- **Task directions**: Reproduce the data exactly as it stands.

- **Records for this task**:
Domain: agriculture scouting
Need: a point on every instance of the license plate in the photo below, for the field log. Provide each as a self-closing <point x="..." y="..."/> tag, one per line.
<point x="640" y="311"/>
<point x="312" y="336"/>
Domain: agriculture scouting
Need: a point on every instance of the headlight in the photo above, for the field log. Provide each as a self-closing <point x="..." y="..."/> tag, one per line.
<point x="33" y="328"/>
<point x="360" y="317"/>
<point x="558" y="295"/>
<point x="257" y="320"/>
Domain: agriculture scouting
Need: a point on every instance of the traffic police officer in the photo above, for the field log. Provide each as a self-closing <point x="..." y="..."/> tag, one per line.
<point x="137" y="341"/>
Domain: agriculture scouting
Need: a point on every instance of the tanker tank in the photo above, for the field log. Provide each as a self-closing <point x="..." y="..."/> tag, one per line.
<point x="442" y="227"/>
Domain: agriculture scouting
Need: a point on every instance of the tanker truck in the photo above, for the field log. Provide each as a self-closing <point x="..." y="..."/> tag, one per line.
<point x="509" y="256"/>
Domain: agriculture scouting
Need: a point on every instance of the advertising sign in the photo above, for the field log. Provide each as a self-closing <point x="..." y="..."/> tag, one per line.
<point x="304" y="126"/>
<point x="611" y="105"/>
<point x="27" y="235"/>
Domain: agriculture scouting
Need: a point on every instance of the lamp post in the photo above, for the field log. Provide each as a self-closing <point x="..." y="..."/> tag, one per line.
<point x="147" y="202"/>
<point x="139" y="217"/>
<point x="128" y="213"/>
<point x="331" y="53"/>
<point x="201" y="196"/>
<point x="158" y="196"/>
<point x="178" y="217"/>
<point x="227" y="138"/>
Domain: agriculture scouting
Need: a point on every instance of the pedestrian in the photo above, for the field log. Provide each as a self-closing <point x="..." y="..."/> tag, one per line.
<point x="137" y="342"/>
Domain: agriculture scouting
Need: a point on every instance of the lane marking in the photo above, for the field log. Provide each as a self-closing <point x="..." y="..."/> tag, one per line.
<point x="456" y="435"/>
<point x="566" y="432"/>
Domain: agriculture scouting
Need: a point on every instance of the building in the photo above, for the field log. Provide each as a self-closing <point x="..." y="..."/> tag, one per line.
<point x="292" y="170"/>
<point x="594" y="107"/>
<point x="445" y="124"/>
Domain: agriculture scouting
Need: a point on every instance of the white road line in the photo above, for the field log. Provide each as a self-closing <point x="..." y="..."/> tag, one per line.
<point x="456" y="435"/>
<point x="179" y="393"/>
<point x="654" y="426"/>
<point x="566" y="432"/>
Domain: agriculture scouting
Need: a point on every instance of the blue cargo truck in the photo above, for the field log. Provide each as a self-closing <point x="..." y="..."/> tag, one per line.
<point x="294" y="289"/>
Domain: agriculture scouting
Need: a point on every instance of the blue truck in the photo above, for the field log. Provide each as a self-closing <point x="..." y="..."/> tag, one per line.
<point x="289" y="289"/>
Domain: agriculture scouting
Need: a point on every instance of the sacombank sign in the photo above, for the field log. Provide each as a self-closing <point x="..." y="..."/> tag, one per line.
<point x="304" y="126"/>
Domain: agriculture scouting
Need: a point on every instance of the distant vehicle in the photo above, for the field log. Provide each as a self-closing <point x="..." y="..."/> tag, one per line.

- **Expected answer**:
Domain: agriculture scouting
Need: a point on every instance of the license plate in the photo below, for the field log. Provide each as a self-closing <point x="..." y="..."/> tag, one per line.
<point x="640" y="311"/>
<point x="312" y="336"/>
Domain: agriculture scouting
Need: a point on every instance of the headlight in the photo above, for the field log. Provide each as a self-closing <point x="..." y="..."/> tag, one per line.
<point x="33" y="328"/>
<point x="360" y="317"/>
<point x="558" y="295"/>
<point x="257" y="320"/>
Domain: agriculture scouting
Need: a point on every instance of the traffic police officer in the photo above, for the field log. Provide each as a self-closing <point x="..." y="..."/> tag, one per line.
<point x="137" y="341"/>
Domain: agriculture scouting
Need: a point on every instance of the tanker tank in the photo above, for the field log. Provide each as a self-closing <point x="..." y="..."/> tag, one per line.
<point x="442" y="227"/>
Domain: agriculture scouting
Need: a point on every instance of the tanker truck in the photo above, for the field log. Provide each as a self-closing <point x="..." y="..."/> tag, one per line.
<point x="509" y="256"/>
Domain: agriculture scouting
Need: a point on every instance of the advertising sign in the photo above, for the field log. Provide each as a self-closing <point x="..." y="..."/> tag, one per line.
<point x="304" y="126"/>
<point x="611" y="105"/>
<point x="27" y="235"/>
Domain: agriculture scouting
Need: a point on every instance of the lamp post in the photo above, for the field log. Provide each as a self-closing <point x="..." y="..."/> tag, one per line.
<point x="147" y="202"/>
<point x="139" y="217"/>
<point x="128" y="213"/>
<point x="331" y="53"/>
<point x="201" y="196"/>
<point x="158" y="196"/>
<point x="178" y="217"/>
<point x="227" y="138"/>
Domain: agriculture scouting
Need: a point on every instance of the pedestrian in the photo above, for the field log. Provide each as a self-closing <point x="..." y="..."/> tag, one per line.
<point x="137" y="342"/>
Domain: agriculture scouting
Need: a point on every instance of the lane marking in the photo above, for the field log. Provide each as a self-closing <point x="..." y="..."/> tag, one per line.
<point x="456" y="435"/>
<point x="566" y="432"/>
Domain: agriculture scouting
Need: a point on every instance of the building in the photo above, for the field log. Provide each as a self-closing <point x="..." y="..."/> tag, one per line.
<point x="292" y="170"/>
<point x="594" y="107"/>
<point x="445" y="124"/>
Domain: agriculture scouting
Need: a point on every instance of the white road line in the photo above, for the field log. Provide each as a self-closing <point x="..." y="..."/> tag, one per line.
<point x="456" y="435"/>
<point x="179" y="393"/>
<point x="654" y="426"/>
<point x="566" y="432"/>
Domain: agriculture scouting
Need: a point on every instance of the blue cargo truck in the photo above, for the field log. Provide each as a self-closing <point x="..." y="..."/> tag, one per line.
<point x="294" y="289"/>
Domain: agriculture scouting
Need: a point on every instance of the blue truck in the photo above, for the field log. Provide each as a self-closing <point x="..." y="..."/> tag, one per line.
<point x="289" y="289"/>
Domain: agriculture scouting
Need: a point on every instance of the sacombank sign in the photo above, for the field log. Provide each as a self-closing <point x="..." y="..."/> tag, one per line.
<point x="304" y="126"/>
Domain: agriculture scouting
Need: a point on every instance of the distant vehicle in the photo above, for the field log. Provide each as a self-closing <point x="..." y="..."/> tag, one per line.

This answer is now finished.